Permintaan:
Ubah "black" menjadi "gray" di seluruh daftar berikut, lalu tulis ulang baris-barisnya tanpa perubahan lain. Jangan sertakan gambar dalam jawaban.

□ □ □ □ □

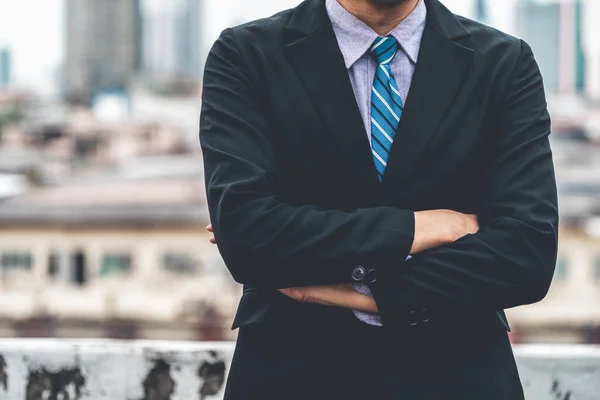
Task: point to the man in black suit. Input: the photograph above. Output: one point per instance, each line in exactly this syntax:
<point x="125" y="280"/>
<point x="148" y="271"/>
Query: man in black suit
<point x="452" y="224"/>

□ □ □ □ □

Penyelesaian Tugas:
Task: point to the man in gray suit. Input: the photograph above. Output: one point per instance, each line in exactly this syntax:
<point x="125" y="280"/>
<point x="148" y="271"/>
Query: man in gray suit
<point x="452" y="224"/>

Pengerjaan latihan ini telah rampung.